Segmentation mask data
+++

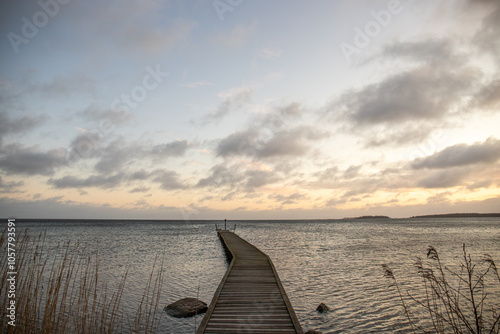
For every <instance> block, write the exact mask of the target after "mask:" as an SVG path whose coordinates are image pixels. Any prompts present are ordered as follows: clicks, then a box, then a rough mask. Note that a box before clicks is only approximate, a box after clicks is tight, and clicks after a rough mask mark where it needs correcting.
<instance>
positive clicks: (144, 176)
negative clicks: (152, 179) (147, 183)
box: [130, 169, 150, 180]
mask: <svg viewBox="0 0 500 334" xmlns="http://www.w3.org/2000/svg"><path fill="white" fill-rule="evenodd" d="M149 177H150V173H149V172H147V171H145V170H144V169H141V170H139V171H136V172H134V173H132V175H131V176H130V178H131V179H132V180H147V179H148V178H149Z"/></svg>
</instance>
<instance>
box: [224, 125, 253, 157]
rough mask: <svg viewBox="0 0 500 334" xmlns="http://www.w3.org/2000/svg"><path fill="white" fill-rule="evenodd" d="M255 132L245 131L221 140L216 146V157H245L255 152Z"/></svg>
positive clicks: (236, 133)
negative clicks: (231, 156)
mask: <svg viewBox="0 0 500 334" xmlns="http://www.w3.org/2000/svg"><path fill="white" fill-rule="evenodd" d="M257 135H258V133H257V131H255V130H245V131H239V132H235V133H232V134H230V135H229V136H227V137H226V138H224V139H222V140H221V141H220V142H219V144H218V146H217V155H218V156H232V155H247V151H248V150H251V152H250V153H253V152H254V151H255V146H256V141H257Z"/></svg>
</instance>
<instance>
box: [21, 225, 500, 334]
mask: <svg viewBox="0 0 500 334" xmlns="http://www.w3.org/2000/svg"><path fill="white" fill-rule="evenodd" d="M214 223H215V222H208V221H190V222H185V221H106V220H102V221H67V222H61V221H58V222H30V223H27V222H26V223H21V222H19V223H18V224H17V227H18V230H20V229H25V228H29V232H30V234H32V235H35V234H38V233H39V232H40V231H44V230H45V231H46V233H47V239H46V245H47V247H48V248H49V249H52V251H51V252H53V253H54V254H57V249H58V247H60V245H62V244H63V243H64V242H66V241H69V240H71V241H74V242H76V241H79V242H80V244H81V250H83V252H84V253H88V254H95V253H96V251H97V250H98V253H99V259H100V260H101V263H100V271H101V278H104V279H105V280H107V281H108V286H110V288H112V287H114V286H117V285H118V284H117V281H118V280H119V279H120V277H121V276H122V275H123V272H124V270H125V269H126V268H127V267H128V268H129V273H128V277H127V281H126V288H125V292H124V295H123V299H122V302H121V306H122V312H123V314H125V315H126V316H128V317H130V318H131V319H132V320H133V316H134V312H135V310H136V309H137V304H138V303H139V302H140V300H141V298H142V295H143V290H144V288H145V286H146V283H147V279H148V276H149V273H150V272H151V268H152V265H153V262H154V259H155V257H156V256H158V255H159V256H164V258H165V263H164V267H163V268H164V283H163V289H162V295H161V306H162V308H163V307H164V306H165V305H167V304H169V303H171V302H174V301H176V300H178V299H180V298H184V297H196V296H197V295H199V298H200V299H201V300H204V301H205V302H207V303H210V301H211V299H212V296H213V294H214V292H215V290H216V288H217V286H218V284H219V282H220V279H221V278H222V276H223V275H224V273H225V271H226V268H227V263H226V260H225V257H224V252H223V249H222V247H221V244H220V241H219V239H218V238H217V234H216V232H215V226H214ZM234 223H236V233H237V234H238V235H240V236H241V237H243V238H244V239H246V240H248V241H249V242H251V243H253V244H254V245H255V246H257V247H258V248H259V249H261V250H262V251H263V252H265V253H266V254H268V255H269V256H270V257H271V259H272V260H273V262H274V264H275V266H276V269H277V271H278V274H279V275H280V278H281V280H282V282H283V285H284V287H285V290H286V291H287V294H288V297H289V299H290V301H291V303H292V305H293V307H294V309H295V311H296V313H297V316H298V318H299V321H300V323H301V324H302V327H303V328H304V330H309V329H316V330H320V331H322V332H323V333H395V332H399V333H406V332H409V331H408V330H409V327H408V325H407V324H406V321H405V318H404V316H403V315H402V314H401V307H400V305H399V303H398V298H397V295H396V292H395V290H394V289H393V288H389V283H390V282H389V281H388V279H387V278H385V277H384V275H383V271H382V268H381V264H388V265H389V266H390V267H391V268H392V269H393V270H394V273H395V274H396V275H397V277H398V279H399V280H400V281H401V282H402V283H404V284H406V285H409V286H411V285H412V284H415V282H417V281H419V277H418V274H417V271H416V269H415V268H414V267H413V264H414V262H415V259H416V257H417V256H421V257H425V255H426V249H427V247H428V246H429V245H432V246H434V247H435V248H436V249H437V250H438V252H439V255H440V258H441V260H442V261H443V262H444V263H445V264H447V265H449V266H450V267H451V268H457V265H458V263H459V261H460V260H461V257H462V244H464V243H465V244H466V247H467V250H468V251H469V252H470V253H472V255H473V258H479V257H481V256H482V255H483V254H485V253H488V254H490V255H491V256H492V257H493V259H494V260H496V261H497V262H498V263H500V218H466V219H464V218H454V219H445V218H439V219H401V220H396V219H391V220H389V219H387V220H385V219H378V220H356V221H348V220H346V221H325V220H310V221H305V220H302V221H238V222H228V227H229V226H231V228H232V227H233V224H234ZM219 226H221V224H220V222H219ZM113 283H116V284H113ZM493 293H496V294H497V295H496V297H499V296H500V291H493ZM493 298H495V297H493ZM498 300H500V298H499V299H498ZM321 302H323V303H325V304H326V305H328V306H329V307H330V309H331V311H330V312H328V313H323V314H319V313H317V312H316V311H315V309H316V307H317V305H318V304H319V303H321ZM160 313H161V314H160V316H161V319H160V327H159V328H160V332H161V333H180V334H182V333H193V332H194V328H195V323H194V321H195V320H194V318H188V319H176V318H172V317H170V316H168V315H166V314H165V313H163V312H160ZM200 320H201V319H200V317H198V318H197V322H198V324H199V322H200Z"/></svg>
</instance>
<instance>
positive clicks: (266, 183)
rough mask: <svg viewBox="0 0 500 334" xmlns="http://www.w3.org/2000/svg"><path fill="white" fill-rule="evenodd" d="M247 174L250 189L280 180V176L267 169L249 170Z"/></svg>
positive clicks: (257, 187)
mask: <svg viewBox="0 0 500 334" xmlns="http://www.w3.org/2000/svg"><path fill="white" fill-rule="evenodd" d="M245 176H246V177H247V182H246V187H247V188H249V189H254V188H259V187H262V186H265V185H267V184H270V183H274V182H276V181H279V177H277V175H276V174H275V173H273V172H271V171H267V170H248V171H247V172H246V173H245Z"/></svg>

+++

Would you retype the lines above from the one with "positive clicks: (144, 176)" down to the one with "positive clicks: (236, 133)", word for word, both ends included and no other lines?

■ **Solution**
positive clicks: (144, 176)
negative clicks: (152, 179) (147, 183)
box: [130, 169, 150, 180]
mask: <svg viewBox="0 0 500 334" xmlns="http://www.w3.org/2000/svg"><path fill="white" fill-rule="evenodd" d="M149 177H150V173H149V172H147V171H145V170H144V169H141V170H139V171H136V172H134V173H132V175H131V176H130V178H131V179H132V180H147V179H148V178H149Z"/></svg>
</instance>
<instance>
box: [224, 125, 253, 157]
rough mask: <svg viewBox="0 0 500 334" xmlns="http://www.w3.org/2000/svg"><path fill="white" fill-rule="evenodd" d="M255 132L245 131L221 140L216 146V157H245L255 152Z"/></svg>
positive clicks: (236, 133)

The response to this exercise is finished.